Reproduce the following lines precisely, beginning with the line that contains "Should you be willing to segment every instance of the harvested" and continuing through the line that contains "358], [30, 357]]", with both of those lines included.

Region labeling items:
⟨

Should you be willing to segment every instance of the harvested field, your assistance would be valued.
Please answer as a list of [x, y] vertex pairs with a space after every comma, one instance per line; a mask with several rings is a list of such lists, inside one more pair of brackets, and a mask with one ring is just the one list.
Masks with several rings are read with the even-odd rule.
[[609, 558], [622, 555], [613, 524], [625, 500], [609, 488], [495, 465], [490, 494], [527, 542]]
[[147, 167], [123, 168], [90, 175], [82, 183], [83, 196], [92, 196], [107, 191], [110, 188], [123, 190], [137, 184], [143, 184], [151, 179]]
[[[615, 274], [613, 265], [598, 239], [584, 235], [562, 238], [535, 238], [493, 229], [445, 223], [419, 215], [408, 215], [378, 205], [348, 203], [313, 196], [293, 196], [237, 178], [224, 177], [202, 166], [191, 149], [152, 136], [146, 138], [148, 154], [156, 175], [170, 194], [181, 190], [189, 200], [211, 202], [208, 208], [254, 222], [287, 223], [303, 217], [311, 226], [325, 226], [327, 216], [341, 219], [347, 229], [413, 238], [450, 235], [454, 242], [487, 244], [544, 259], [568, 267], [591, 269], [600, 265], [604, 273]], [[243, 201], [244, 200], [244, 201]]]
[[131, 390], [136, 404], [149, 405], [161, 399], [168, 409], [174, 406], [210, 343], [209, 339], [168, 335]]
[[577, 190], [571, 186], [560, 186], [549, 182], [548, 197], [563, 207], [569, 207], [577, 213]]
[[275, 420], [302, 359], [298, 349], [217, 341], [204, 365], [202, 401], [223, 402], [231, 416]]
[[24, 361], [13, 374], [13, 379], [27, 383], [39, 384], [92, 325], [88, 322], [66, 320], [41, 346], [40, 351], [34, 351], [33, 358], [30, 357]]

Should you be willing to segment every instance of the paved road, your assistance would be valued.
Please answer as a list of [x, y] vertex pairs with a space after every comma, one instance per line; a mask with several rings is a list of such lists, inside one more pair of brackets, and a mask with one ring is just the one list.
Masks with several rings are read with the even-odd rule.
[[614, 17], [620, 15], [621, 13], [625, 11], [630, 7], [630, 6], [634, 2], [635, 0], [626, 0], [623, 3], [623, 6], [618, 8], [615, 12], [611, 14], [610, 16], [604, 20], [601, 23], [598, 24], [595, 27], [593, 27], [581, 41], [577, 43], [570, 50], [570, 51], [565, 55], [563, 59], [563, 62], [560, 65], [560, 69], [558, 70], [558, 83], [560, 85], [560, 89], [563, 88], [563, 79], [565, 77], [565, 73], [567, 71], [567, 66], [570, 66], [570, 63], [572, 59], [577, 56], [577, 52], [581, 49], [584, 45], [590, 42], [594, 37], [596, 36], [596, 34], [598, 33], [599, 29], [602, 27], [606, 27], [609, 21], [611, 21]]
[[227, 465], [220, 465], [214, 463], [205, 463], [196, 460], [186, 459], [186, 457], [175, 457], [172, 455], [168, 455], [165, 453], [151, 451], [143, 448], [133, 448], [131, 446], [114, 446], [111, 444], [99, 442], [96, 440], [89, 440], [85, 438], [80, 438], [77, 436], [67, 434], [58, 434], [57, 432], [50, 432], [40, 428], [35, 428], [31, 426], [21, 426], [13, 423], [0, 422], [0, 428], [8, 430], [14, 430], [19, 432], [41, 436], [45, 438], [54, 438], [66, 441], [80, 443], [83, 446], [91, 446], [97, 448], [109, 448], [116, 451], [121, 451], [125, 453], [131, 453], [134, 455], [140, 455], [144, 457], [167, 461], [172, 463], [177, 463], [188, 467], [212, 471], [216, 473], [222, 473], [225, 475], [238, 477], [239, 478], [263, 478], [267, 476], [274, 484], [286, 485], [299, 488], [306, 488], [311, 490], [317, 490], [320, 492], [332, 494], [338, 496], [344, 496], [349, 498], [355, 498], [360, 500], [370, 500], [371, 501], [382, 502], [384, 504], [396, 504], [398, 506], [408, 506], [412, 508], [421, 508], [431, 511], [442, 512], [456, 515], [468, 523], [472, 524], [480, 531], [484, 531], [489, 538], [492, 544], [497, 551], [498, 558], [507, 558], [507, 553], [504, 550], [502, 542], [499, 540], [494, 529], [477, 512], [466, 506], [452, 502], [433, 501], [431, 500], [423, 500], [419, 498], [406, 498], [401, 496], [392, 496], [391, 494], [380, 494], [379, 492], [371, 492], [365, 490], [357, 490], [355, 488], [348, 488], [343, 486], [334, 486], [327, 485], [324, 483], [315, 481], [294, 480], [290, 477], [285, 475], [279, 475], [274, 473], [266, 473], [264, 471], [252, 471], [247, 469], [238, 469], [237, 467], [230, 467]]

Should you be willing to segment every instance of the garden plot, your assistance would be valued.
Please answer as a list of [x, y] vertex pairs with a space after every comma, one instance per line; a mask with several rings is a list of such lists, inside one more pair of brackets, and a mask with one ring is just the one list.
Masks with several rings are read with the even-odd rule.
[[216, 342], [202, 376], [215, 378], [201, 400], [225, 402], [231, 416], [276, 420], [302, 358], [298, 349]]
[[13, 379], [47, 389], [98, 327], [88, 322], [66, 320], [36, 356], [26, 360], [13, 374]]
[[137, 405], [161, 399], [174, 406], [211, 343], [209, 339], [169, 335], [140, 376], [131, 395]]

⟩
⟨

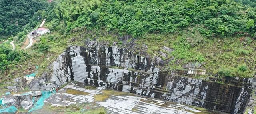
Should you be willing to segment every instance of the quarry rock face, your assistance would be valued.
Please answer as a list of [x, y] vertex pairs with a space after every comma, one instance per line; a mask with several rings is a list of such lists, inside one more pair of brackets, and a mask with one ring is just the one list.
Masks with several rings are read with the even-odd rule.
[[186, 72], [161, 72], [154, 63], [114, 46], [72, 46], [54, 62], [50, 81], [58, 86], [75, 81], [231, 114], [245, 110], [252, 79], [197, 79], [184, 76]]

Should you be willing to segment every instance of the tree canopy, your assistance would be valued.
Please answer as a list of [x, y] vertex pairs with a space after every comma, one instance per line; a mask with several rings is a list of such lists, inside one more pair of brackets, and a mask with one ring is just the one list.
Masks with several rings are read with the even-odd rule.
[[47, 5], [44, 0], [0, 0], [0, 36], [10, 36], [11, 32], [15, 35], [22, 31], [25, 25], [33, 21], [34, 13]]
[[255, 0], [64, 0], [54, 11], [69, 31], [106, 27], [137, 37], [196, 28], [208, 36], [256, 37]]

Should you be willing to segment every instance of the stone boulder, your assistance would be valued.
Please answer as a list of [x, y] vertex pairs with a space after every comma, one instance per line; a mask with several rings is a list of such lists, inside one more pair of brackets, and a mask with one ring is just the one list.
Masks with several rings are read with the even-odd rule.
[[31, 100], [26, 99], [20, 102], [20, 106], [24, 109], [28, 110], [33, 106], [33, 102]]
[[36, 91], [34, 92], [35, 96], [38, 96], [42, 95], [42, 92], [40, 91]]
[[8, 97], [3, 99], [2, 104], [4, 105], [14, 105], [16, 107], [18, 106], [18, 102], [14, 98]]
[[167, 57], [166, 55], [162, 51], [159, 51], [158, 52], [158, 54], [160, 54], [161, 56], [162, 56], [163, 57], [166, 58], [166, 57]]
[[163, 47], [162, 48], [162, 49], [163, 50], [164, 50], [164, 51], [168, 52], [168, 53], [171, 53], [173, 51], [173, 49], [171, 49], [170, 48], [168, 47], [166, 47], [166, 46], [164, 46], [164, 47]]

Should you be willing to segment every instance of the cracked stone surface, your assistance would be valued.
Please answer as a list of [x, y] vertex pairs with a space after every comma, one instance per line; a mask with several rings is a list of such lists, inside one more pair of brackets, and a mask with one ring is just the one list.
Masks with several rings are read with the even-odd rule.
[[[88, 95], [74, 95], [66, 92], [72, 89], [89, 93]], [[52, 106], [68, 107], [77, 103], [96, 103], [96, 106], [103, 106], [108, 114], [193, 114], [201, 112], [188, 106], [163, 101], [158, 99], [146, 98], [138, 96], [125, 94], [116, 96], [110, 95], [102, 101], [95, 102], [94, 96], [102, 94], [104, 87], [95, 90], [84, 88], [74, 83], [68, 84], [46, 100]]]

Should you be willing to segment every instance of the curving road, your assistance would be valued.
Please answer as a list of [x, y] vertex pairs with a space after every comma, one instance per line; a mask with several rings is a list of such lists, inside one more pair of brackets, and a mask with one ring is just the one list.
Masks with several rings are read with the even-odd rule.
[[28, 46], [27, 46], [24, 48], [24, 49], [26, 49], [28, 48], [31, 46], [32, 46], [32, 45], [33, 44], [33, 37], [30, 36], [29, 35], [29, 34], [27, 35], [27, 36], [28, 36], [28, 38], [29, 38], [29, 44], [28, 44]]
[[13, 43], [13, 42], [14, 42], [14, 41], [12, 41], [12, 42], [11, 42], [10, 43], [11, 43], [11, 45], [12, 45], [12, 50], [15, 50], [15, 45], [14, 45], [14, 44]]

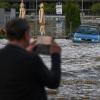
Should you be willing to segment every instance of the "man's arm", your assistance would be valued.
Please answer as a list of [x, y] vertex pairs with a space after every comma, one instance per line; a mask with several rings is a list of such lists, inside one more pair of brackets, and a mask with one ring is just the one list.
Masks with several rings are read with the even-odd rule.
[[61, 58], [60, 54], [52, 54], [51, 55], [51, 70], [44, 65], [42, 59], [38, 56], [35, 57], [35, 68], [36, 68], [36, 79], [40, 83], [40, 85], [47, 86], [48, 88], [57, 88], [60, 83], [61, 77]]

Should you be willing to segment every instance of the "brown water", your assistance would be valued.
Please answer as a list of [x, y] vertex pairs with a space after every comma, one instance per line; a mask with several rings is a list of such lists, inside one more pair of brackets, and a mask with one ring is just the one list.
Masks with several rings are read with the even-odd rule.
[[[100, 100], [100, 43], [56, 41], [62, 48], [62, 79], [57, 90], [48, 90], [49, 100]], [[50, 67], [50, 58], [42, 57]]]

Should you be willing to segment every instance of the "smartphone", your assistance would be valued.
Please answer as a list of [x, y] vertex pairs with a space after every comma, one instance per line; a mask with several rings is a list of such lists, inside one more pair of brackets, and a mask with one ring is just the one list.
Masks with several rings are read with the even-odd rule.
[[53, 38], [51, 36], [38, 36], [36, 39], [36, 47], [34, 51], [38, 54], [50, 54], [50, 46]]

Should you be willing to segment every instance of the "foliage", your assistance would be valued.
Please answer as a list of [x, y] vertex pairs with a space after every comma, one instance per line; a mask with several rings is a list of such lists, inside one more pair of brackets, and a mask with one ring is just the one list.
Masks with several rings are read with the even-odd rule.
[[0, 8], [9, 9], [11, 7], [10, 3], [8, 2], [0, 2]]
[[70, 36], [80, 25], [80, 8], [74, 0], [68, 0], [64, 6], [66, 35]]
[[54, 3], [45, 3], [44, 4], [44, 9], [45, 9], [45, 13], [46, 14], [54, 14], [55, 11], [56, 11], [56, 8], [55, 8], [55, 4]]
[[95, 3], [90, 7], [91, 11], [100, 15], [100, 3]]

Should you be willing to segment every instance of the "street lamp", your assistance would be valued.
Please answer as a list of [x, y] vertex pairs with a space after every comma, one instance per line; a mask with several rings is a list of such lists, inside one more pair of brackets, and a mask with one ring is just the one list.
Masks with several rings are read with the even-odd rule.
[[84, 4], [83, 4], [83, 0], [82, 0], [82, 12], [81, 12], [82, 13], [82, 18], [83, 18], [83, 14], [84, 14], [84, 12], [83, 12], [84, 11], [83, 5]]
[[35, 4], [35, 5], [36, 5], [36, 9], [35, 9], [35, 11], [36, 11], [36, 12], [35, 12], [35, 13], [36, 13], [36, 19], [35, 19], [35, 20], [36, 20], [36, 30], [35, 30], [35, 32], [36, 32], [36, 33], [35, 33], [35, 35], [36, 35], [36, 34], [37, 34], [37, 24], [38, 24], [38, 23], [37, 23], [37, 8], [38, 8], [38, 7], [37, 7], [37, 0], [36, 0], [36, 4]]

⟩
⟨

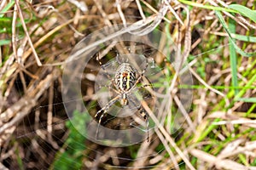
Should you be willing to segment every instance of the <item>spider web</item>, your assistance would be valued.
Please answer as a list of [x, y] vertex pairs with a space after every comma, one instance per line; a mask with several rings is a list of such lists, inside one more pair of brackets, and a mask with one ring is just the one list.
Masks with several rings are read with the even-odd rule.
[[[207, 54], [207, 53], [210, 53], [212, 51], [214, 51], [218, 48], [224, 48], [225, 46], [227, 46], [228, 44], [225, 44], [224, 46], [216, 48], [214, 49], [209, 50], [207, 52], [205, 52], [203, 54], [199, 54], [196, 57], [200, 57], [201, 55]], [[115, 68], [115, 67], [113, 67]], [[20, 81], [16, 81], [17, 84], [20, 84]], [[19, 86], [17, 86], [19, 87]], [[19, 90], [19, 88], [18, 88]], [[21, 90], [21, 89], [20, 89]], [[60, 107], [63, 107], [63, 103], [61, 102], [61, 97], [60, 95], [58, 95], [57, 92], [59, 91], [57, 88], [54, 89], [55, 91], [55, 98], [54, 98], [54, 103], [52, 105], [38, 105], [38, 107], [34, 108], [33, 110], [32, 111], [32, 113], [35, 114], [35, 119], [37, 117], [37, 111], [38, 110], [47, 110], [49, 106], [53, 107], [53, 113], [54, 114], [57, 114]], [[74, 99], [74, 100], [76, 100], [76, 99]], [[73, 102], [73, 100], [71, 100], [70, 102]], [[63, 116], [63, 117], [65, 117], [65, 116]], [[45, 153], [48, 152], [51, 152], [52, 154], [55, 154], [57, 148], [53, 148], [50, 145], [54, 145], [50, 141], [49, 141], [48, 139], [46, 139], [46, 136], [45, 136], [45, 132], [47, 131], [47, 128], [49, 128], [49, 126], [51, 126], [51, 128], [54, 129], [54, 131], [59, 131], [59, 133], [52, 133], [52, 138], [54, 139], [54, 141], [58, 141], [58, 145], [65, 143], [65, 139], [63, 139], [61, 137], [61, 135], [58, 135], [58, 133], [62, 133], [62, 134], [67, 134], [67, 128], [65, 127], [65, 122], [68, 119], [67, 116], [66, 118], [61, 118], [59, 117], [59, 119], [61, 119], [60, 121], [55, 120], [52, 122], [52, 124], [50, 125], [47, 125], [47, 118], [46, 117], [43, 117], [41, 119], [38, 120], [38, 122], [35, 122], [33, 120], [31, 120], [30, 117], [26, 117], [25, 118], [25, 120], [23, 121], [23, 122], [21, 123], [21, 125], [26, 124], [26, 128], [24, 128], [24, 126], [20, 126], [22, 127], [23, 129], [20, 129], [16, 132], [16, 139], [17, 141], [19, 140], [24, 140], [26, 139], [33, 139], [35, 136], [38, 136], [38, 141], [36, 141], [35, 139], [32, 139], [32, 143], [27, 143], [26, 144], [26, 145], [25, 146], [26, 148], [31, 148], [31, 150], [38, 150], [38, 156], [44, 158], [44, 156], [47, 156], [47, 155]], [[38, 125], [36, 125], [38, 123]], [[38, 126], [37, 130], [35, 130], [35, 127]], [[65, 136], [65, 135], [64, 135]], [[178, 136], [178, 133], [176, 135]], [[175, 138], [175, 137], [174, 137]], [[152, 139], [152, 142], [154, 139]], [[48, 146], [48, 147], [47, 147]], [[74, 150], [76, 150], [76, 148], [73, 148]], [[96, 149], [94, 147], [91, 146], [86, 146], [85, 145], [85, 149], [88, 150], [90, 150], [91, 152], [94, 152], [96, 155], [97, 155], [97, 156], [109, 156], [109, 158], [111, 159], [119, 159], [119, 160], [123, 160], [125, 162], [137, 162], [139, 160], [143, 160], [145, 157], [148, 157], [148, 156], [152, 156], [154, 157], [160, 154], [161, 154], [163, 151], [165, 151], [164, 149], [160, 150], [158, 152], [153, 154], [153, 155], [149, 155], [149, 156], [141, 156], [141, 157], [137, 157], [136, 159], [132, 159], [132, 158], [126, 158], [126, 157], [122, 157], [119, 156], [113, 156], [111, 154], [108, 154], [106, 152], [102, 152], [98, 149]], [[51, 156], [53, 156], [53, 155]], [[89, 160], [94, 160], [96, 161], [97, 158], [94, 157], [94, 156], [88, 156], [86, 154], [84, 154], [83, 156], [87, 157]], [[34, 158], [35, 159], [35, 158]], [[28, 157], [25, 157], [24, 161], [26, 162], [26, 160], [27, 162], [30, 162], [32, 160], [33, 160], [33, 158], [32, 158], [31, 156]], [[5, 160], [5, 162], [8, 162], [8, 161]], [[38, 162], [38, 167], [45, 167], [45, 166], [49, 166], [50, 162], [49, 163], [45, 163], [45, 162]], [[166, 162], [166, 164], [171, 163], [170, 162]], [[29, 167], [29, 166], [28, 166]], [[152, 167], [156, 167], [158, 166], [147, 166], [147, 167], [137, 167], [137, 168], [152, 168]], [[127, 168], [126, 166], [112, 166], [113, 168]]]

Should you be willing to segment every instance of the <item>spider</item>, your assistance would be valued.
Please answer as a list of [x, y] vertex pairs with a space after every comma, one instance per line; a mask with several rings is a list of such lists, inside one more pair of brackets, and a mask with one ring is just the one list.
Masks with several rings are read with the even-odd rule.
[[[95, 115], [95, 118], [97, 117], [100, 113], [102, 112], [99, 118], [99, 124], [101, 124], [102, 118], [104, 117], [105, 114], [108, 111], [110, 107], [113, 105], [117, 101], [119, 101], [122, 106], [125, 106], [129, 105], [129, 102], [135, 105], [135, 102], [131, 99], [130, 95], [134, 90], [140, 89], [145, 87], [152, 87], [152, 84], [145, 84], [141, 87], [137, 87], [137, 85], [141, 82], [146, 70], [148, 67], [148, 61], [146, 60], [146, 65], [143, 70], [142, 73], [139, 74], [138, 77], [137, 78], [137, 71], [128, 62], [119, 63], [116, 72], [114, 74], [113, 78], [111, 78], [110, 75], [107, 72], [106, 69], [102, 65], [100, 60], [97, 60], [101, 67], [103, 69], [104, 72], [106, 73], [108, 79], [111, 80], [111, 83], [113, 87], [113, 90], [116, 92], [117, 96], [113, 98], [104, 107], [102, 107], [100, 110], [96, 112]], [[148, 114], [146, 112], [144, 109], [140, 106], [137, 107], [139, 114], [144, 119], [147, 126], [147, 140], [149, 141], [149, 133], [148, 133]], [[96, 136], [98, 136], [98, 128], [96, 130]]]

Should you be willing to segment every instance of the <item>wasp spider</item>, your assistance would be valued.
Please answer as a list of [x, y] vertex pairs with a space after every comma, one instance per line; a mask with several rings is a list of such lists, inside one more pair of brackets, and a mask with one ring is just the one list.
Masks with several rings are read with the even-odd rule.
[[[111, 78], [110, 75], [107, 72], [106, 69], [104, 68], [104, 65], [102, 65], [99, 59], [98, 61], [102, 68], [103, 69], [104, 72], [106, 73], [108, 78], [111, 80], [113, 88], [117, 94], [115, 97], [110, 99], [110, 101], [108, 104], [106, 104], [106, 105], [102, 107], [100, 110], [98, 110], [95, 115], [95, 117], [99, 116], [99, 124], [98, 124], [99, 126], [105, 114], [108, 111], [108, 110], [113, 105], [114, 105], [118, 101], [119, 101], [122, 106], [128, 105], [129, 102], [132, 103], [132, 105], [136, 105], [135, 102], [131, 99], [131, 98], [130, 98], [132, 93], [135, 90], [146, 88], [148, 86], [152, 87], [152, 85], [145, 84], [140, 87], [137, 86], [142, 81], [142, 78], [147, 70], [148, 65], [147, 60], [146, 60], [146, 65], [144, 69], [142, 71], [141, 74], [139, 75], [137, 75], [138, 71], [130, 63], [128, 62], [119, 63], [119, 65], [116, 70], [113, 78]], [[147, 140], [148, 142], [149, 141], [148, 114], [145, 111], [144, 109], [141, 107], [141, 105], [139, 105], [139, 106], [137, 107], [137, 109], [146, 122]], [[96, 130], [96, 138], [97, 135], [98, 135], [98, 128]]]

⟩

Problem solution >>
Should you be willing to segment every instance of the harvested field, your assistance would be valued.
Please answer as a list of [x, y] vertex pairs with a space after every comma, one instance per line; a mask with several rings is a list of such lists, inside one more pair of brackets, and a mask with one ring is just the one list.
Masks with several rings are read with the even-odd rule.
[[609, 558], [622, 555], [613, 524], [625, 500], [609, 488], [495, 465], [490, 494], [527, 542]]
[[147, 167], [123, 168], [90, 175], [82, 183], [83, 196], [92, 196], [107, 191], [110, 188], [123, 190], [137, 184], [143, 184], [151, 179]]
[[[615, 274], [613, 265], [598, 239], [584, 235], [562, 238], [535, 238], [493, 229], [445, 223], [419, 215], [408, 215], [378, 205], [348, 203], [313, 196], [293, 196], [237, 178], [224, 177], [202, 166], [191, 149], [152, 136], [146, 138], [148, 154], [156, 175], [170, 194], [181, 190], [189, 200], [211, 202], [208, 208], [254, 222], [287, 223], [303, 217], [311, 226], [325, 226], [327, 216], [341, 219], [347, 229], [413, 238], [450, 235], [454, 242], [487, 244], [544, 259], [568, 267], [591, 269], [600, 265], [604, 273]], [[243, 201], [244, 200], [244, 201]]]
[[131, 390], [136, 404], [149, 405], [161, 399], [168, 409], [174, 406], [210, 343], [209, 339], [168, 335]]
[[577, 190], [571, 186], [560, 186], [549, 182], [548, 197], [563, 207], [569, 207], [577, 213]]
[[275, 420], [302, 359], [298, 349], [217, 341], [204, 365], [202, 401], [223, 402], [231, 416]]
[[24, 361], [13, 374], [13, 379], [27, 383], [39, 384], [92, 325], [88, 322], [66, 320], [41, 346], [40, 351], [34, 351], [33, 358], [30, 357]]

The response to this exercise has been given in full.